- **SET TASK A**
In the Linux disk I/O scheduler thread, in what order are queued I/Os placed to reduce head thrashing?
- **SET TASK B**
Return, word for word, the part of the Linux disk I/O scheduler thread from "But, the only" to "the software level.".

╭─ EXTRACT

Linux Disk IO Scheduler
 
suppose i have 10 IO tasks outstanding - each are reads and each space out evenly on the hard drive .... how does the kernel rotate between the IO tasks? how often does it switch from 1 IO to another?

syg00 03-25-2009 08:41 PM

That would be 10 I/O requests, not tasks. In simple terms, the I/Os are queued, in sector address order to minimise head thrashing. Normally if new I/Os come in they are inserted in order unless this causes some of the pending I/Os to get delayed too long in which case they will get preferential scheduling.
How all this is handled depends on the scheduler - as I said that's the 10,000 foot view.

H_TeXMeX_H 03-26-2009 11:10 AM

There are many different strategies:
http://en.wikipedia.org/wiki/I/O_scheduler

But, the only way to know which is best for you is to try it out. You can do so dynamically (while the system is running, in fact, right this very moment) by echoing the name into /sys/block/sda/queue/scheduler where sda is whatever block device you want...

Code:

bash-3.1$ cat /sys/block/sda/queue/scheduler
noop anticipatory [deadline] cfq
bash-3.1$ echo cfq > /sys/block/sda/queue/scheduler
bash-3.1$ cat /sys/block/sda/queue/scheduler
noop anticipatory deadline [cfq]


sundialsvcs 03-27-2009 07:40 AM

The I/O scheduler determines the order in which physical requests are carried out, but there are also many buffers and caches that become involved ... on the hardware and the software level.

Under high and persistent I/O request loads, a difference in scheduler algorithms may become noticeable.

╰─
╭─ MATERIAL SUPPLIED

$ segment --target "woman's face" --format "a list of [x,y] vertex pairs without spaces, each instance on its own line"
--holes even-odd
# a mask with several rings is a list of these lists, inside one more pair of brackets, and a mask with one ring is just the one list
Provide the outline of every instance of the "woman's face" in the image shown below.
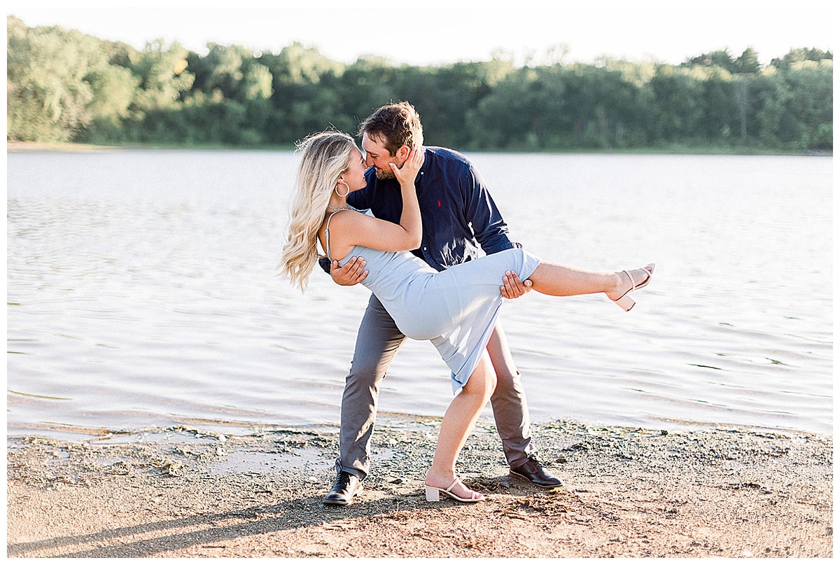
[[[347,182],[350,192],[361,190],[367,186],[367,181],[365,180],[365,169],[367,166],[365,165],[365,158],[362,156],[361,151],[354,147],[350,153],[350,166],[347,167],[347,171],[344,171],[339,178]],[[344,187],[339,187],[339,191],[344,192]]]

╰─

- **WRITTEN RESPONSE A**
Sector address order.

- **WRITTEN RESPONSE B**
But, the only way to know which is best for you is to try it out. You can do so dynamically (while the system is running, in fact, right this very moment) by echoing the name into /sys/block/sda/queue/scheduler where sda is whatever block device you want...

Code:

bash-3.1$ cat /sys/block/sda/queue/scheduler
noop anticipatory [deadline] cfq
bash-3.1$ echo cfq > /sys/block/sda/queue/scheduler
bash-3.1$ cat /sys/block/sda/queue/scheduler
noop anticipatory deadline [cfq]


sundialsvcs 03-27-2009 07:40 AM

The I/O scheduler determines the order in which physical requests are carried out, but there are also many buffers and caches that become involved ... on the hardware and the software level.